◆ DATA RECORDS
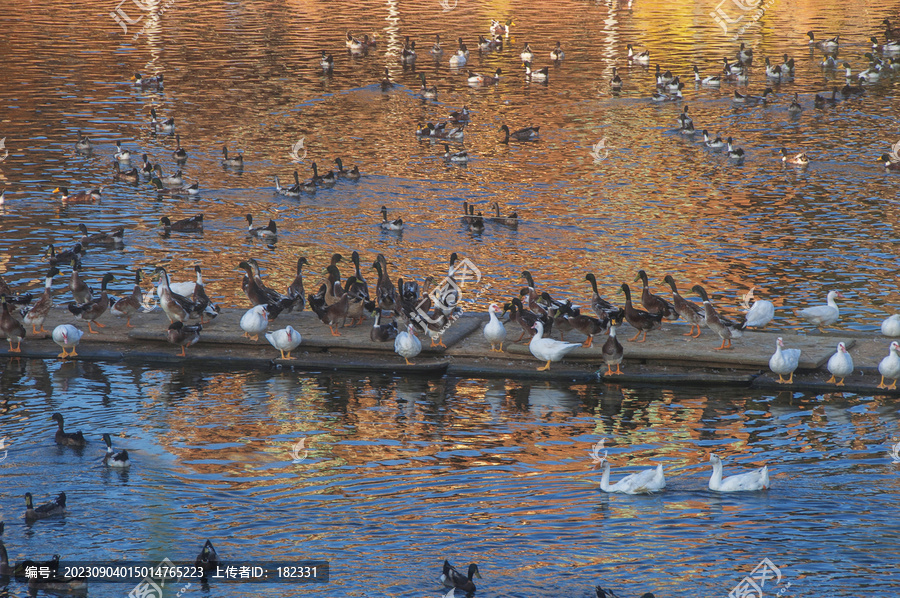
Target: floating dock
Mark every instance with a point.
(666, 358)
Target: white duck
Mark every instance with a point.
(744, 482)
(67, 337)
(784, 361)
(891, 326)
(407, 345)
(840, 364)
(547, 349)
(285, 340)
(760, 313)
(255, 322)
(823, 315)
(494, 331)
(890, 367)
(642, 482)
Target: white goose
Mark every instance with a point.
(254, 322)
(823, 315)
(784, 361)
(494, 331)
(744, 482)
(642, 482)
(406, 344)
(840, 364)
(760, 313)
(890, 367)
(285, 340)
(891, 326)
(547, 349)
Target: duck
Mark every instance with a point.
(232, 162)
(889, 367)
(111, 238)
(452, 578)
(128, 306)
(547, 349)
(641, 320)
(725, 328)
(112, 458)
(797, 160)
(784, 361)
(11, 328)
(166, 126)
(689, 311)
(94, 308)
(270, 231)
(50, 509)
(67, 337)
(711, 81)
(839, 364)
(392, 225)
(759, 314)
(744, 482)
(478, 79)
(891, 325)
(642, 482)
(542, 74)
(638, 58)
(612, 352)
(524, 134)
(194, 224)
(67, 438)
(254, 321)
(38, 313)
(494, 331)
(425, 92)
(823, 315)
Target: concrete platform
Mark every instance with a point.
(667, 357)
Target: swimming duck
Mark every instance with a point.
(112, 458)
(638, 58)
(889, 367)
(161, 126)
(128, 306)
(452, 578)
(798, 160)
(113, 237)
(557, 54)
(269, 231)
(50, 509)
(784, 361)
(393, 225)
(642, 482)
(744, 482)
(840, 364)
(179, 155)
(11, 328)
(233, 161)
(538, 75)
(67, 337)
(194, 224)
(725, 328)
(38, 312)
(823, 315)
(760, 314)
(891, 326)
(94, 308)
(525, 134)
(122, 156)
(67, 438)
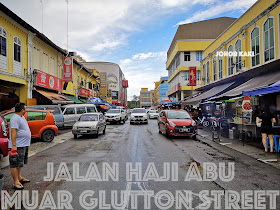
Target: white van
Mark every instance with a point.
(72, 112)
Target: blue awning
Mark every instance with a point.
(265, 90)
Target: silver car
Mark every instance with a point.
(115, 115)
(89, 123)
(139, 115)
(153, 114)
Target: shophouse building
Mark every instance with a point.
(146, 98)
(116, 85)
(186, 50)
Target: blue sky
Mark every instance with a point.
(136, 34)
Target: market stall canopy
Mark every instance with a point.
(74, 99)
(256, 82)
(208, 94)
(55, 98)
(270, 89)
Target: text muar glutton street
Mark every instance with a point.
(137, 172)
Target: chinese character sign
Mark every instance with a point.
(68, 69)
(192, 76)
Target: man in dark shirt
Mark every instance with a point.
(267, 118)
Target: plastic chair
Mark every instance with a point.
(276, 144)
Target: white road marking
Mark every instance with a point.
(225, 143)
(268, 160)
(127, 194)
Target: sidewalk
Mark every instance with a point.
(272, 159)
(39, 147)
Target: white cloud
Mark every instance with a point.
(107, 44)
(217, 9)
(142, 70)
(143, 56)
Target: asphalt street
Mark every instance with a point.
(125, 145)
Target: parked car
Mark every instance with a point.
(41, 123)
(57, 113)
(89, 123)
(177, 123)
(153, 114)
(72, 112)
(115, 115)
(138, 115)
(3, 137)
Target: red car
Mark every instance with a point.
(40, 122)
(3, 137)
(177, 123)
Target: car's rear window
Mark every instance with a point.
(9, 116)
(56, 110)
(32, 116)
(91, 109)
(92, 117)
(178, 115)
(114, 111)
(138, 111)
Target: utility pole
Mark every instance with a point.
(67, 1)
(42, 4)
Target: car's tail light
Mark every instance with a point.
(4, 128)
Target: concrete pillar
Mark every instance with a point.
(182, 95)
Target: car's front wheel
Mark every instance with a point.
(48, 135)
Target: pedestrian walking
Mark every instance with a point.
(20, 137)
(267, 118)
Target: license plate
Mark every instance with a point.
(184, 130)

◆ WORK REQUIRED
Return every line above word for word, minus images.

◆ ANSWER SECTION
Target: floating dock
Mark every instance with a point.
(666, 358)
Target: white duck
Mark every instance with a point.
(744, 482)
(67, 337)
(784, 361)
(891, 326)
(407, 345)
(840, 364)
(547, 349)
(285, 340)
(760, 313)
(255, 322)
(823, 315)
(494, 331)
(890, 367)
(642, 482)
Target: white goose
Mark every instance with a point.
(254, 322)
(823, 315)
(784, 361)
(494, 331)
(744, 482)
(642, 482)
(406, 344)
(840, 364)
(760, 313)
(890, 367)
(285, 340)
(891, 326)
(547, 349)
Target: duck
Mark every instance with a point.
(232, 162)
(889, 367)
(111, 238)
(452, 578)
(128, 306)
(547, 349)
(641, 320)
(725, 328)
(112, 458)
(797, 160)
(784, 361)
(11, 328)
(166, 126)
(689, 311)
(94, 308)
(270, 231)
(50, 509)
(67, 337)
(711, 81)
(839, 364)
(392, 225)
(759, 314)
(744, 482)
(478, 79)
(891, 325)
(642, 482)
(542, 74)
(638, 58)
(612, 352)
(524, 134)
(194, 224)
(67, 438)
(254, 321)
(38, 313)
(494, 331)
(425, 92)
(823, 315)
Target: concrete platform
Mark every instance with a point.
(667, 357)
Target: swimming duck
Mark every instance with a point.
(112, 458)
(638, 58)
(889, 367)
(161, 126)
(128, 306)
(452, 578)
(798, 160)
(113, 237)
(557, 54)
(269, 231)
(50, 509)
(784, 361)
(393, 225)
(642, 482)
(744, 482)
(840, 364)
(179, 155)
(11, 328)
(233, 161)
(538, 75)
(67, 337)
(194, 224)
(725, 328)
(38, 312)
(823, 315)
(760, 314)
(891, 326)
(94, 308)
(525, 134)
(122, 156)
(67, 438)
Target: white van
Mark every instance with a point.
(72, 112)
Target: blue awning
Mark every instance with a point.
(265, 90)
Target: silver car
Mark every instance with a point.
(115, 115)
(89, 123)
(139, 115)
(153, 114)
Target: shophouse building
Mark every instance with a point.
(146, 98)
(116, 85)
(186, 50)
Target: blue sky
Mark every instance with a point.
(136, 34)
Target: market stall canopy
Mark every instance with a point.
(74, 99)
(256, 82)
(208, 94)
(55, 98)
(270, 89)
Target: text muar glutton street
Mark every instance with a point.
(137, 172)
Target: chinese character sign
Mark every instance with a point.
(68, 69)
(192, 76)
Target: man in dark shirt
Mark every instance with a point.
(267, 118)
Target: plastic chair
Mark every instance with a point.
(276, 144)
Target: white road marking
Mark every instance with a point.
(225, 143)
(268, 160)
(127, 194)
Target: sidewalk
Mark every instance with a point.
(272, 159)
(39, 147)
Target: white cloud
Mark every instance with a point.
(107, 44)
(217, 9)
(142, 70)
(143, 56)
Target: asphalt street
Mark every instance with a point.
(125, 145)
Target: parked car
Mark every instance with a point.
(41, 123)
(57, 113)
(89, 123)
(177, 123)
(153, 114)
(72, 112)
(115, 115)
(138, 115)
(3, 137)
Target: red car
Mark every instance with a point.
(40, 122)
(3, 137)
(177, 123)
Target: car's rear window
Mark every instance with a point.
(9, 116)
(56, 110)
(32, 116)
(91, 109)
(92, 117)
(178, 115)
(114, 111)
(138, 111)
Target: utility pole
Mark every instance with a point.
(67, 1)
(42, 4)
Target: car's tail light
Mark every instance with a point.
(4, 128)
Target: concrete pillar
Mark every instance with a point.
(182, 95)
Target: car's front wheel
Mark every instance with a point.
(48, 135)
Target: pedestrian walking
Mark every instance with a point.
(20, 137)
(267, 118)
Target: license plate
Mark every instance with a point.
(184, 130)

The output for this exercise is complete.